* [What the exercise asks]: Carry on the passage below on ETN PROtect™ nails in revision surgery and fracture-related infection, starting after its final sentence.

* [Source passage]:
━━━━━━━━━━━━━━━━━━━━
Studies investigating the use of ETN PROtect™ in complex revision cases are few in the literature. Even less have evaluated the use of these nails specifically in the context of fracture related infection. In our study, when the nail was used for non-union revision surgery following treated FRI, outcomes were not favourable. All five patients required removal of the nail due to infection relapse and further stabilisation with circular frame despite appropriate initial MDT management with staged debridement and intra-focal antibiotics. Similarly, Walter et al. showed that in a study of 13 patients with open tibia fractures treated with ETN PROtect™, two patients treated for FRI required nail removal after consolidation due to deep infection [10]. Schmidmaier et al. in their multicentre analysis of 23 complex revision cases treated with ETN PROtect™ reported infection in two of their patients – both treated for an infected non-union [21]. Moghaddam et al. showed in 36 patients with tibial non-unions (61.1% with identified organism) treated with ETN PROtect™, 80.6% achieved consolidation with three deep infections. The authors concluded that ETN PROtect™ was an effective treatment even in patients with a history of deep infection [22]. A systematic review reports five infection relapses in 38 patients with infected non-unions treated with ETN PROtect™ [23]. In contrast, Metsemakers et al. reported no cases of infection at 18 months in complex revision cases (four FRI non-unions and one aseptic non-union) treated with ETN PROtect™ [24]. Wasko et al. investigated the use of an antibiotic-coated handmade nail for the management of tibial FRI in their study of ten patients with successful resolution of infection in all patients [25]. A study comparing ETN PROtect™ (23 patients) with a regular ETN nail (23 patients) revealed no deep infections in the former group and a single case of osteomyelitis in the latter [26]. All non-FRI cases in our complex revision surgery cohort achieved union and interestingly, we found no significant difference in time to union between primary fracture fixation and complex revision cases. There is no evidence to suggest that local gentamicin elusion has any detrimental effect on fracture healing.
━━━━━━━━━━━━━━━━━━━━
* [Given data]:

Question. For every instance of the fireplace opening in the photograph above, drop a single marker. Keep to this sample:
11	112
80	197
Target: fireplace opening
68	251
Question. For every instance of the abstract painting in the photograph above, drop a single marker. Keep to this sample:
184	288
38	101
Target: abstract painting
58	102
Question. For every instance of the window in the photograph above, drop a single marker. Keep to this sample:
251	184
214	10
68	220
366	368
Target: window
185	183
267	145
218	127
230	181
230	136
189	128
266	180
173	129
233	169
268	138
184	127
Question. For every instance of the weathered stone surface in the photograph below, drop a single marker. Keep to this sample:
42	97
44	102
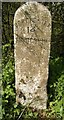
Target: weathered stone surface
32	35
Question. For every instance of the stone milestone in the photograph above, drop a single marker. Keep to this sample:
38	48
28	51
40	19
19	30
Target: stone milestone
32	36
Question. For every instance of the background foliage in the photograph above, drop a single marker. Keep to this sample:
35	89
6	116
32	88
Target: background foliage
55	109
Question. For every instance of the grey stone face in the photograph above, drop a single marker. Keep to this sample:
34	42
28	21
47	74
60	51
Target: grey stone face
32	36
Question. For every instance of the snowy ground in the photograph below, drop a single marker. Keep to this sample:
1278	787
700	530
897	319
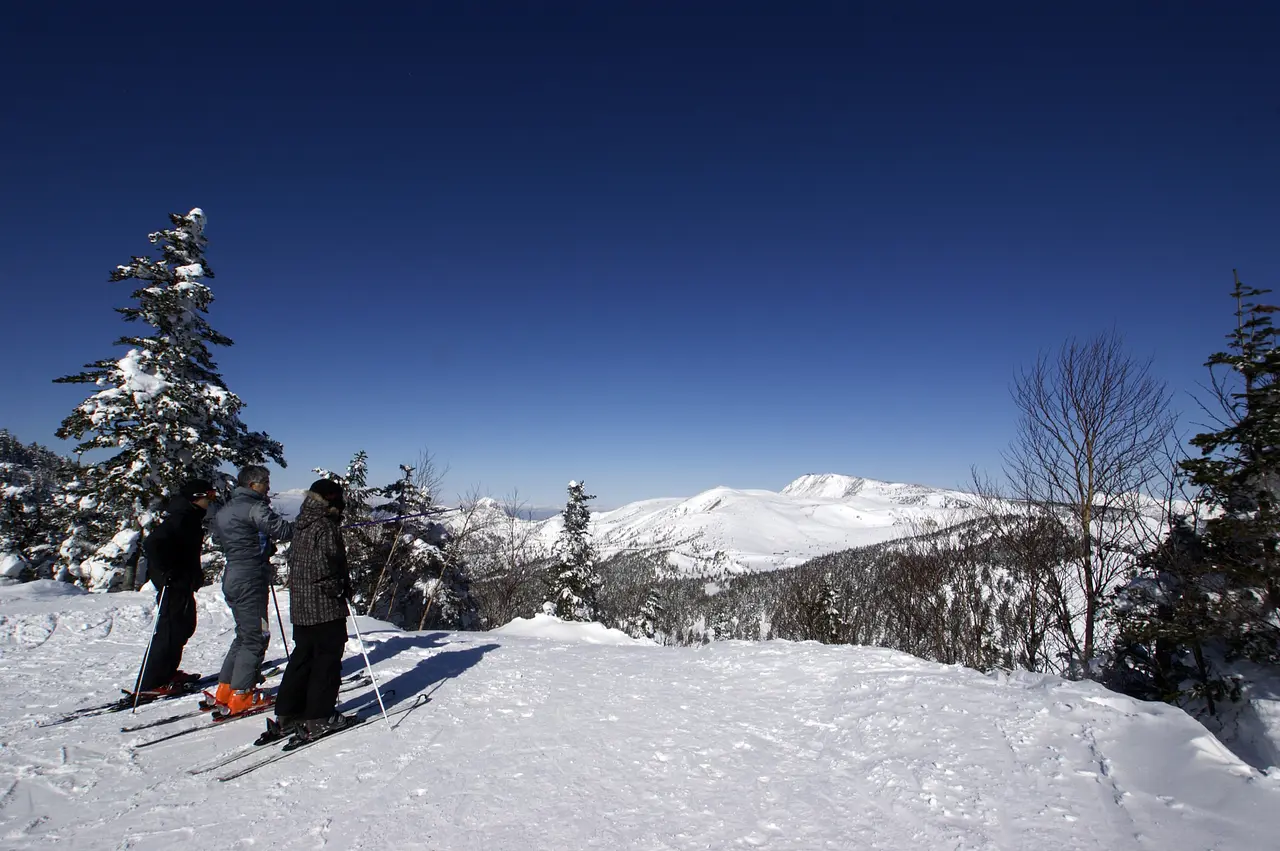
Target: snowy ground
566	737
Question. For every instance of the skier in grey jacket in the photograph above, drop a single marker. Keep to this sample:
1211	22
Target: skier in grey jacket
247	529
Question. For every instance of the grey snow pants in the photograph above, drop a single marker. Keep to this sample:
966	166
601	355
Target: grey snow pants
246	593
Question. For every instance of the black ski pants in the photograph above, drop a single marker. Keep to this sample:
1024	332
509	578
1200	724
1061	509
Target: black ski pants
314	675
174	627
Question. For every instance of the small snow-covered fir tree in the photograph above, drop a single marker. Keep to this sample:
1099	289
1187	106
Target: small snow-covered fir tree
648	622
832	617
572	577
163	408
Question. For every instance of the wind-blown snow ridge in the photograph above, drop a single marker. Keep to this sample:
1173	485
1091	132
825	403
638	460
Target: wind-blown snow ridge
764	530
544	742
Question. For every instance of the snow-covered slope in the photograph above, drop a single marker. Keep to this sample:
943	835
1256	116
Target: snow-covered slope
763	530
552	736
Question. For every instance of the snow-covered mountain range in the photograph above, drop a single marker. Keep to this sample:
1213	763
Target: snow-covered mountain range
760	530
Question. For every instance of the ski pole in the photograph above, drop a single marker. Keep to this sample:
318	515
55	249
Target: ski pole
279	622
391	520
155	626
368	666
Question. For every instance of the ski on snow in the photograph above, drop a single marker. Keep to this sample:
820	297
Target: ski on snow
127	700
205	710
193	713
257	745
368	713
127	703
348	685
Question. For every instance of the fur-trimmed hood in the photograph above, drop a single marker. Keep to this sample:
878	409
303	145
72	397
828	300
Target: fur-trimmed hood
314	508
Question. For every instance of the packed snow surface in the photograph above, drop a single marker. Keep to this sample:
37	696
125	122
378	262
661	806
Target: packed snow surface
540	736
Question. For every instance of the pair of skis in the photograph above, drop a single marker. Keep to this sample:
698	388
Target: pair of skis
352	682
127	701
365	713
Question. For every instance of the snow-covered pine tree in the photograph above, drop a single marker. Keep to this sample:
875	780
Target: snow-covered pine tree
163	408
1239	472
572	577
831	611
648	622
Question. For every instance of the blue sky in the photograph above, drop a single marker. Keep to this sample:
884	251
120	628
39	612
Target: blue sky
654	246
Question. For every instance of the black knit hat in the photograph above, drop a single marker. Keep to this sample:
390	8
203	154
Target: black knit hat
327	488
196	488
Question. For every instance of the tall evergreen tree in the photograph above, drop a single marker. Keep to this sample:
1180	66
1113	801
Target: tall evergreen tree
572	577
163	408
1239	472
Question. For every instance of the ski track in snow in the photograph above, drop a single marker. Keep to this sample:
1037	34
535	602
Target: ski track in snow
534	742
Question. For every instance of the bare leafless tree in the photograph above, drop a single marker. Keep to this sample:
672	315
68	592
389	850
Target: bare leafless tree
1093	424
506	553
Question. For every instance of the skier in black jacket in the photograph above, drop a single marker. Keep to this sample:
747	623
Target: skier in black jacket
173	566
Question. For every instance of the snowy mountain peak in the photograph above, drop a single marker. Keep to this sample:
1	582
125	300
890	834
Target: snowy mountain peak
828	485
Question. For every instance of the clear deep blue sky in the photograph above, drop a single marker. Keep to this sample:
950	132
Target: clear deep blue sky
656	246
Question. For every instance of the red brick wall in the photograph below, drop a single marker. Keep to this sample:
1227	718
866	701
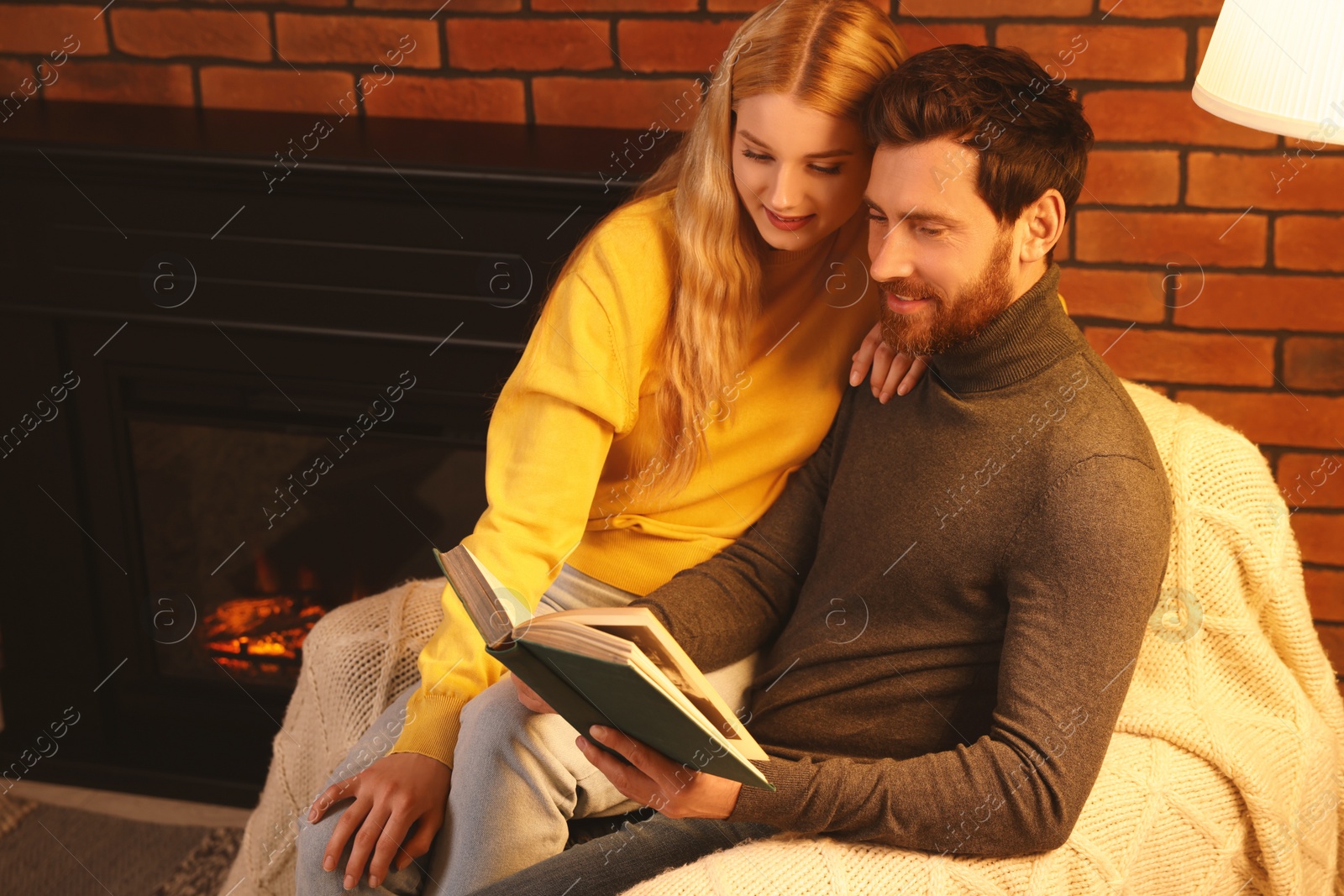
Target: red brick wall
1202	259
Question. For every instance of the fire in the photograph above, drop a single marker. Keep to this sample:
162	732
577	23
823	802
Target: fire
270	627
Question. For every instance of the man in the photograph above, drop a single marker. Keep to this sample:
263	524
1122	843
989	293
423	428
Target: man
995	542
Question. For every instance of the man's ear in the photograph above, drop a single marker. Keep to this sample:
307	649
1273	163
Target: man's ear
1043	224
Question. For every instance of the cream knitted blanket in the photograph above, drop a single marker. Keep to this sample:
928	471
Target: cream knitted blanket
1225	773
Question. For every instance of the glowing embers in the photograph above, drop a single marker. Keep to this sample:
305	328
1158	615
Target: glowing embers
265	633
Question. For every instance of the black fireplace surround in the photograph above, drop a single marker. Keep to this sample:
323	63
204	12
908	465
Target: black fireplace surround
246	378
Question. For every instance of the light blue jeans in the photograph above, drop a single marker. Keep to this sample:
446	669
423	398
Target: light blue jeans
517	778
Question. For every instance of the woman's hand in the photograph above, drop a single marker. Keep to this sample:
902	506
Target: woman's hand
528	698
889	369
390	795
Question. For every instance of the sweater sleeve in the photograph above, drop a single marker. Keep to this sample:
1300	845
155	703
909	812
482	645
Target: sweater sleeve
1082	575
739	600
549	437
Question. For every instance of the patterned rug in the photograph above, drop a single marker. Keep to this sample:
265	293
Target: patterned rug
69	852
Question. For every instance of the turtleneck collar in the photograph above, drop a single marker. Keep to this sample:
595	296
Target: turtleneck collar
1025	338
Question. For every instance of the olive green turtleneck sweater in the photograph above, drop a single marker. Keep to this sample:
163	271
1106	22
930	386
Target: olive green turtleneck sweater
951	593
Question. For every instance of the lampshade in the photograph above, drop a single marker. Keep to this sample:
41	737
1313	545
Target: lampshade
1277	66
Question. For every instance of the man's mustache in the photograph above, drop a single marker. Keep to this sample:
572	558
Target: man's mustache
911	289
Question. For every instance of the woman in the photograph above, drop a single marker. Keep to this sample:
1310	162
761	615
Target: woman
691	355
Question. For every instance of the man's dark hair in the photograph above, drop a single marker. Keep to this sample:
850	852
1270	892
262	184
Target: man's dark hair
1027	127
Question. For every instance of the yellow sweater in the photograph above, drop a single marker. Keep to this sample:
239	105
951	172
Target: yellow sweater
568	418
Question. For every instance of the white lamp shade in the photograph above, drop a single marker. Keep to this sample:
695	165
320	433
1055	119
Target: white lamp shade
1277	66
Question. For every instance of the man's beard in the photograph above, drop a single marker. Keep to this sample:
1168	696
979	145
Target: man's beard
944	324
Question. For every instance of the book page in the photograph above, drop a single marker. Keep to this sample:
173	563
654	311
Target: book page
554	631
508	600
642	627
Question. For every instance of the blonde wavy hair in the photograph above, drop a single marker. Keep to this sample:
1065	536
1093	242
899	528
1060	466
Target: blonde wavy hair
830	56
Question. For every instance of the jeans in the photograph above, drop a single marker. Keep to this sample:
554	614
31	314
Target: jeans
638	851
517	778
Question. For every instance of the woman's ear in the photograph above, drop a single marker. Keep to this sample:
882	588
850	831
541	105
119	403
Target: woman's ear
1045	221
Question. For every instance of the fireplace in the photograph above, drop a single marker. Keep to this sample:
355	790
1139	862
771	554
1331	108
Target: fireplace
270	403
308	548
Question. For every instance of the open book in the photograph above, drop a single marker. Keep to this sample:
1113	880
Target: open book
613	667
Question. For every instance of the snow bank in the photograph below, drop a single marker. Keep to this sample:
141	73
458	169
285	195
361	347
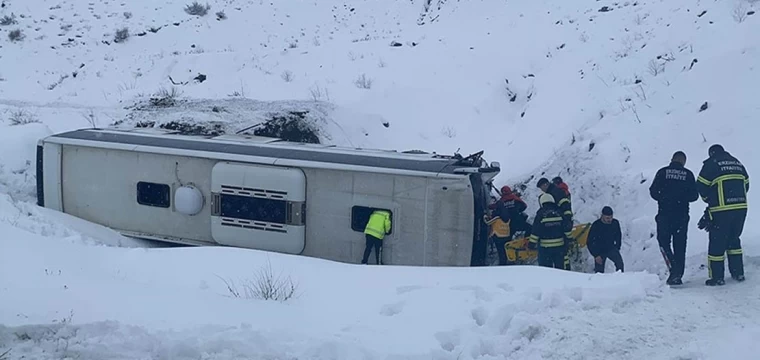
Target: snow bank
163	302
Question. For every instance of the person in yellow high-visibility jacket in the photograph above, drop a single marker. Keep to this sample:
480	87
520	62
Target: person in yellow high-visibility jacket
500	234
378	226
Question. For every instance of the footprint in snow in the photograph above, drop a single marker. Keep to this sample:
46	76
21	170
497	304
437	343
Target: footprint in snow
392	309
480	293
480	315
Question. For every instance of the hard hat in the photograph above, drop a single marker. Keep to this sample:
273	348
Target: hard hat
546	198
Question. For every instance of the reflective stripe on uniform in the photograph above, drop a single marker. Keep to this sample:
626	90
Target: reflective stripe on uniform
533	239
715	258
728	207
552	242
723	178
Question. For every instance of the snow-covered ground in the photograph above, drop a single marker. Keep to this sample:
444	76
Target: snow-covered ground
599	92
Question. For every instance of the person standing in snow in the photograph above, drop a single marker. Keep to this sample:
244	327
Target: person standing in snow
604	240
511	207
673	188
507	217
561	184
378	226
500	234
723	183
549	234
563	203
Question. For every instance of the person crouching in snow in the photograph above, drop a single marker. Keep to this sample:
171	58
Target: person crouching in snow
604	240
550	231
378	226
510	207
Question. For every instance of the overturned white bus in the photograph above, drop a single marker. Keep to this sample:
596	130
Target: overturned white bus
268	194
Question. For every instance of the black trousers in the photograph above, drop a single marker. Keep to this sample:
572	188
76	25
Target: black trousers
673	227
552	257
725	231
613	255
500	242
373	242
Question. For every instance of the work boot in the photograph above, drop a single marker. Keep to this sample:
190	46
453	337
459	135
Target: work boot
714	282
671	279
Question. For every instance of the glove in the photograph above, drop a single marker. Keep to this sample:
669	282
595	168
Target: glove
704	222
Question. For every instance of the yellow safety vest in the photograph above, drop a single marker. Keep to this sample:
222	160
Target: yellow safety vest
379	224
499	228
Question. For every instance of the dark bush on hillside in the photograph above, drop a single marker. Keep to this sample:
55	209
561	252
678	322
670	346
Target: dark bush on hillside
196	9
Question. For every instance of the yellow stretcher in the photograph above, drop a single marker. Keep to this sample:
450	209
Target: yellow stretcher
518	252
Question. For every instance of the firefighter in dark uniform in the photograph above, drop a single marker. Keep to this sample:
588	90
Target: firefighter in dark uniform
550	231
565	208
723	184
673	188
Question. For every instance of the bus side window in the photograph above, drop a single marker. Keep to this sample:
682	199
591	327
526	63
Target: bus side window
360	216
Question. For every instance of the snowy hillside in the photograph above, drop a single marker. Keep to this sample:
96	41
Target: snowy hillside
598	92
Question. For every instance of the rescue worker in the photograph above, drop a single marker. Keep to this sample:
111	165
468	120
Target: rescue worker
673	188
500	234
561	184
549	234
511	207
723	184
378	226
604	240
564	205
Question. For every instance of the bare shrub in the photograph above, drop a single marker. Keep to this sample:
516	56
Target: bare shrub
655	67
363	82
740	12
165	98
121	35
265	285
197	9
8	20
16	35
22	117
319	93
287	75
91	118
449	132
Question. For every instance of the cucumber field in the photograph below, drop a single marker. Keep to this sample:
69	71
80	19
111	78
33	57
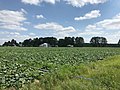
━━━━━━━━━━━━━━━━━━━━
* [Exercise answer]:
Possible explanations for our 100% relapse rate in the FRI group include patient, surgical or implant factors. Undiagnosed co-morbidities, inadequate debridement and duration/concentration of local antibiotic elution could play a part. Almost 80 per cent of gentamicin in the nail is released in the first 48 h [27]. Antibiotic resistance in patients who have had multiple courses of antibiotic therapy at other institutions should be considered although resistance to local high-dose gentamicin would be unusual. Interestingly, the 2012 ETN PROtect™ brochure stated that the nail should especially be used in the treatment of revision infection cases, however, this was no longer in the 2022 instructions for use.

Further direction of study could include investigating the use of antibiotic-coated nails in association with the Reamer Irrigator Aspirator system (DePuy Synthes) in both septic and aseptic non-unions. Vicenti and colleagues included 17 patients with aseptic non-unions who all achieved bone consolidation at a mean of 7.18 months concluding that ETN PROtect™ nailing in conjunction with the RIA system offers a safe and effective treatment [28]. Our study has Limitations inherent with retrospective case-series. Longer follow-up, patient-related outcome scores and a control group are all potential areas of improvement. Despite being the largest single-centre study in the literature, overall numbers remain small to draw any strong conclusions.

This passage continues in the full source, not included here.